> **EXERCISE PROMPT**
Read the data and repeat all of it exactly.

> **RECORDS FOR PROCESSING**
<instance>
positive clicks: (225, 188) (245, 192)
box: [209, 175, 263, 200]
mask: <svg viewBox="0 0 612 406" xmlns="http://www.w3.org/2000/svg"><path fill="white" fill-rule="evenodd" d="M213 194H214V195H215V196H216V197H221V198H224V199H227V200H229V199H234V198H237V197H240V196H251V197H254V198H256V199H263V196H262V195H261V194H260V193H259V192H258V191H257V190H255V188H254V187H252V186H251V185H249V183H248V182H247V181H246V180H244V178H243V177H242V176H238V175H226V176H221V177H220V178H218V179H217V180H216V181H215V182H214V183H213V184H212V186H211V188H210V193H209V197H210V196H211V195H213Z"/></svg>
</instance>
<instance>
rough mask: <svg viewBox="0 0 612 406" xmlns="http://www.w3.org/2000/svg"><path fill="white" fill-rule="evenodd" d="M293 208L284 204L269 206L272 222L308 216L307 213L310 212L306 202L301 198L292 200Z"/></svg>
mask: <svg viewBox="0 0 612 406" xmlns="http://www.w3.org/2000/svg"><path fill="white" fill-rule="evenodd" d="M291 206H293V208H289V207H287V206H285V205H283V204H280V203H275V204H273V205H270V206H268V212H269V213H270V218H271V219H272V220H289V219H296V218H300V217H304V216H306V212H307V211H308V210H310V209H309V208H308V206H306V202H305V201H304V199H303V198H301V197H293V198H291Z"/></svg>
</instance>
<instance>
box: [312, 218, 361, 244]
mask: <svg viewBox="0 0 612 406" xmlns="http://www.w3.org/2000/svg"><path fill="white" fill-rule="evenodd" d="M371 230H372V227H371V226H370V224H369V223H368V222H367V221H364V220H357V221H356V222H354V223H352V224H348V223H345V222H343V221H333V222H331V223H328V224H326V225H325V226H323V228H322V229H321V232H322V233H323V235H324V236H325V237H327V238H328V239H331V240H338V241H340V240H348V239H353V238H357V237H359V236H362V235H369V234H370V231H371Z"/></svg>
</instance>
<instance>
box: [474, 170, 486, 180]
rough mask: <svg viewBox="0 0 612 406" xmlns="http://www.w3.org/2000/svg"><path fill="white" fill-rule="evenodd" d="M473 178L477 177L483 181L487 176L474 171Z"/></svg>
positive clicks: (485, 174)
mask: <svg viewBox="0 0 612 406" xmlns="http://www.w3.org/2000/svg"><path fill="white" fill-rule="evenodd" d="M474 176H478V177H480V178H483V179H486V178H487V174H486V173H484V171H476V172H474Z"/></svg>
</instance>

> **PROBLEM SOLUTION**
<instance>
positive clicks: (225, 188) (245, 192)
box: [209, 175, 263, 200]
mask: <svg viewBox="0 0 612 406" xmlns="http://www.w3.org/2000/svg"><path fill="white" fill-rule="evenodd" d="M213 194H214V195H215V196H216V197H221V198H224V199H227V200H229V199H234V198H237V197H240V196H251V197H254V198H256V199H263V196H262V195H261V194H260V193H259V192H258V191H257V190H255V188H254V187H252V186H251V185H249V183H248V182H247V181H246V180H244V178H243V177H242V176H238V175H226V176H221V177H220V178H218V179H217V180H216V181H215V182H214V183H213V184H212V186H211V188H210V193H209V197H210V196H211V195H213Z"/></svg>
</instance>
<instance>
rough mask: <svg viewBox="0 0 612 406" xmlns="http://www.w3.org/2000/svg"><path fill="white" fill-rule="evenodd" d="M293 208L284 204L269 206L272 222L308 216L307 213L310 212L306 202L301 198L292 200Z"/></svg>
mask: <svg viewBox="0 0 612 406" xmlns="http://www.w3.org/2000/svg"><path fill="white" fill-rule="evenodd" d="M291 206H293V208H289V207H287V206H285V205H283V204H280V203H275V204H273V205H270V206H268V212H269V213H270V218H271V219H272V220H289V219H296V218H300V217H304V216H306V212H307V211H308V210H310V209H309V208H308V206H306V202H305V201H304V199H303V198H301V197H293V198H291Z"/></svg>
</instance>
<instance>
box: [312, 218, 361, 244]
mask: <svg viewBox="0 0 612 406" xmlns="http://www.w3.org/2000/svg"><path fill="white" fill-rule="evenodd" d="M371 230H372V227H371V226H370V224H369V223H368V222H367V221H364V220H357V221H356V222H354V223H352V224H348V223H345V222H343V221H333V222H331V223H328V224H326V225H325V226H323V228H322V229H321V232H322V233H323V235H324V236H325V237H327V238H328V239H331V240H338V241H340V240H348V239H353V238H357V237H359V236H362V235H369V234H370V231H371Z"/></svg>
</instance>
<instance>
box: [474, 170, 486, 180]
rough mask: <svg viewBox="0 0 612 406" xmlns="http://www.w3.org/2000/svg"><path fill="white" fill-rule="evenodd" d="M473 178L477 177L483 181L487 176L474 171Z"/></svg>
positive clicks: (485, 174)
mask: <svg viewBox="0 0 612 406" xmlns="http://www.w3.org/2000/svg"><path fill="white" fill-rule="evenodd" d="M474 176H478V177H480V178H483V179H486V178H487V174H486V173H484V171H476V172H474Z"/></svg>
</instance>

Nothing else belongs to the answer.